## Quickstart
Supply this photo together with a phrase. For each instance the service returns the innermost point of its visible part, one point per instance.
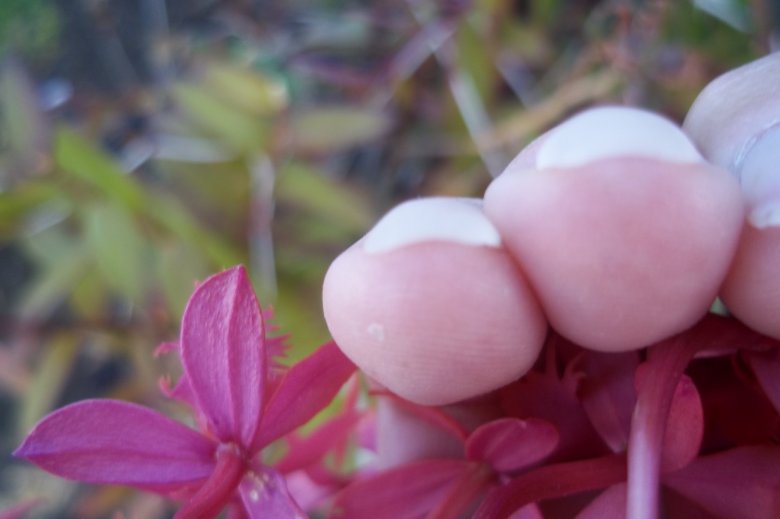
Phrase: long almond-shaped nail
(614, 131)
(456, 220)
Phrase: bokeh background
(145, 144)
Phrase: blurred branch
(528, 123)
(467, 99)
(261, 213)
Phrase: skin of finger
(724, 121)
(733, 108)
(434, 322)
(752, 288)
(622, 252)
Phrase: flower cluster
(241, 402)
(564, 440)
(561, 441)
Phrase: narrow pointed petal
(608, 395)
(410, 490)
(108, 441)
(329, 437)
(741, 483)
(684, 428)
(511, 444)
(550, 482)
(610, 503)
(304, 391)
(264, 494)
(220, 488)
(222, 349)
(463, 494)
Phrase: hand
(615, 229)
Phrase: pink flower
(240, 402)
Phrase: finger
(736, 123)
(623, 230)
(432, 306)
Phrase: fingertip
(622, 248)
(435, 321)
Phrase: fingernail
(614, 131)
(759, 177)
(455, 220)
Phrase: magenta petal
(608, 396)
(684, 428)
(305, 390)
(222, 349)
(20, 510)
(742, 483)
(410, 490)
(611, 503)
(510, 444)
(766, 366)
(329, 437)
(550, 482)
(264, 494)
(108, 441)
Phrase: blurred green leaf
(79, 157)
(62, 263)
(25, 130)
(54, 366)
(327, 129)
(174, 217)
(179, 267)
(241, 131)
(307, 189)
(19, 207)
(119, 249)
(246, 89)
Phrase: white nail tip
(614, 131)
(767, 215)
(455, 220)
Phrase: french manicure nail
(614, 131)
(455, 220)
(759, 177)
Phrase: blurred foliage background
(145, 144)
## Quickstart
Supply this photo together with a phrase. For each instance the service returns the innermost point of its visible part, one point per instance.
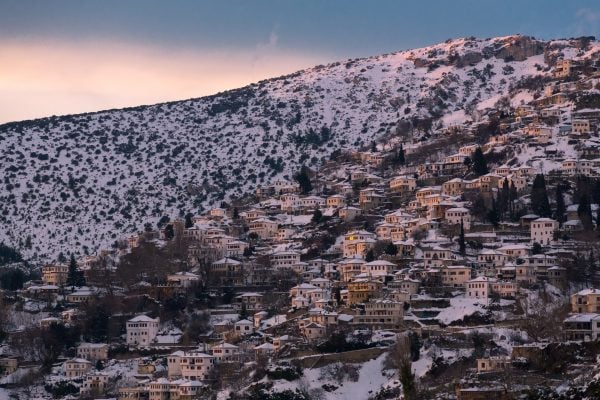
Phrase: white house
(92, 351)
(77, 367)
(542, 230)
(478, 288)
(284, 259)
(455, 215)
(142, 330)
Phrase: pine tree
(243, 311)
(539, 197)
(461, 239)
(504, 198)
(512, 197)
(74, 276)
(561, 211)
(391, 249)
(479, 162)
(317, 216)
(584, 211)
(407, 378)
(169, 232)
(188, 220)
(401, 156)
(303, 180)
(493, 214)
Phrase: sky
(70, 56)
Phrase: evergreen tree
(317, 216)
(74, 276)
(512, 197)
(504, 198)
(401, 156)
(596, 191)
(561, 210)
(169, 232)
(584, 211)
(407, 378)
(492, 215)
(303, 180)
(391, 249)
(243, 311)
(539, 197)
(479, 162)
(461, 239)
(188, 220)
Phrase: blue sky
(65, 56)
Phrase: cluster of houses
(399, 239)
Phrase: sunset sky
(70, 56)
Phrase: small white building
(284, 259)
(142, 330)
(77, 367)
(243, 327)
(542, 230)
(456, 215)
(478, 288)
(92, 351)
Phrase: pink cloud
(41, 79)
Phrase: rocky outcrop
(519, 48)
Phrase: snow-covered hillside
(81, 181)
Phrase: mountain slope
(83, 180)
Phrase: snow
(109, 173)
(460, 307)
(370, 379)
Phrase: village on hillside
(465, 266)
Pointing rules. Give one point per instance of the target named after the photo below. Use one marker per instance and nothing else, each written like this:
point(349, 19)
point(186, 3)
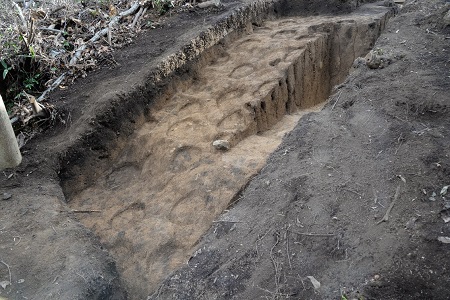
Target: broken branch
point(103, 32)
point(386, 215)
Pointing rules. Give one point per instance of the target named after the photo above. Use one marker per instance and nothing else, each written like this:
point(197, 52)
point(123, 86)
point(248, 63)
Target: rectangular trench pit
point(164, 189)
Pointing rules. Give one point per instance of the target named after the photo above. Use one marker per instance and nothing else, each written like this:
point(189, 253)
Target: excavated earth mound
point(206, 167)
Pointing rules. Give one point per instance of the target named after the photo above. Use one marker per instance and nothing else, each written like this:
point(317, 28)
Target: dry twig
point(386, 215)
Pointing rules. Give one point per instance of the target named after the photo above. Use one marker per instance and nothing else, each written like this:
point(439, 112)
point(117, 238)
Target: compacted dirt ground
point(351, 205)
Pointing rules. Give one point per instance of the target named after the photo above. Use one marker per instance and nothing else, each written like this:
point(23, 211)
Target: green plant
point(6, 68)
point(31, 82)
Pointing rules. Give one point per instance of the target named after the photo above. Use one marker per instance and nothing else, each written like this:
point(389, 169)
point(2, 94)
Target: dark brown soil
point(313, 210)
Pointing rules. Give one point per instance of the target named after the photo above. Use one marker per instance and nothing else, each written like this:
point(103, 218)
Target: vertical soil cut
point(169, 183)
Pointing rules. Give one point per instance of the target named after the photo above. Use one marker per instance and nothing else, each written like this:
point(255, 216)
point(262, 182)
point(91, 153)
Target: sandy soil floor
point(352, 204)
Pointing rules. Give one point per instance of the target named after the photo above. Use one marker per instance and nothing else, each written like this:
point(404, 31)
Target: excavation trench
point(168, 184)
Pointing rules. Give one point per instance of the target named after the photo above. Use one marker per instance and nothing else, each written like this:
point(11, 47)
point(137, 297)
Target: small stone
point(6, 196)
point(447, 18)
point(221, 145)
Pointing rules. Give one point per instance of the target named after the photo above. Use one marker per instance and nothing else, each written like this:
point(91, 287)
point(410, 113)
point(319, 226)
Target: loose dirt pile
point(169, 183)
point(352, 203)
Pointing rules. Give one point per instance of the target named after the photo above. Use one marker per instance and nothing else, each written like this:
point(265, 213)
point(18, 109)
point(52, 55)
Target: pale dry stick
point(313, 234)
point(9, 271)
point(42, 96)
point(137, 16)
point(103, 32)
point(85, 211)
point(51, 29)
point(275, 265)
point(354, 192)
point(260, 239)
point(386, 215)
point(287, 247)
point(335, 102)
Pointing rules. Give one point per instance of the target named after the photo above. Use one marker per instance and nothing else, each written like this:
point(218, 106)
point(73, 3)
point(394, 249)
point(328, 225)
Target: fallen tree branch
point(386, 215)
point(44, 94)
point(137, 16)
point(103, 32)
point(313, 234)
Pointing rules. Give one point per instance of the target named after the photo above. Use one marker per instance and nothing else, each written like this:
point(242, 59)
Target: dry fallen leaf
point(314, 281)
point(444, 239)
point(4, 284)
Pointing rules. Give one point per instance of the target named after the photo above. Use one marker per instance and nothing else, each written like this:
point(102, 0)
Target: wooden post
point(10, 156)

Your instructions. Look above for the line with "Phrase: pine tree" and the line with "point(197, 52)"; set down those two lines and all lines between them exactly, without pictures and without anything else.

Answer section.
Phrase: pine tree
(243, 311)
(539, 197)
(461, 239)
(504, 198)
(512, 197)
(74, 276)
(561, 211)
(391, 249)
(479, 162)
(317, 216)
(584, 211)
(407, 378)
(169, 232)
(188, 220)
(401, 156)
(303, 180)
(493, 214)
Phrase: sky
(70, 56)
Phrase: evergreen tree
(317, 216)
(74, 276)
(512, 197)
(504, 198)
(401, 156)
(596, 191)
(561, 210)
(169, 232)
(584, 211)
(407, 378)
(492, 215)
(303, 180)
(391, 249)
(243, 311)
(539, 197)
(479, 162)
(461, 239)
(188, 220)
Phrase: blue sky
(65, 56)
Phrase: cluster of houses
(399, 239)
Phrase: sunset sky
(70, 56)
Phrase: small white building
(284, 259)
(142, 330)
(77, 367)
(243, 327)
(542, 230)
(456, 215)
(478, 288)
(92, 351)
Phrase: pink cloud
(41, 79)
Phrase: rocky outcrop
(519, 48)
Phrase: snow-covered hillside
(81, 181)
Phrase: mountain slope
(83, 180)
Phrase: snow
(109, 173)
(460, 307)
(370, 379)
Phrase: village on hillside
(465, 266)
Pointing rules. Give one point per instance of the target named after the photo below. Use one marker per instance and nothing else, each written like this:
point(349, 19)
point(186, 3)
Target: broken branch
point(103, 32)
point(386, 215)
Pointing rules. Give one point per instance of the target named after the photo above. Use one marker per instance and nothing else, each written like this:
point(197, 52)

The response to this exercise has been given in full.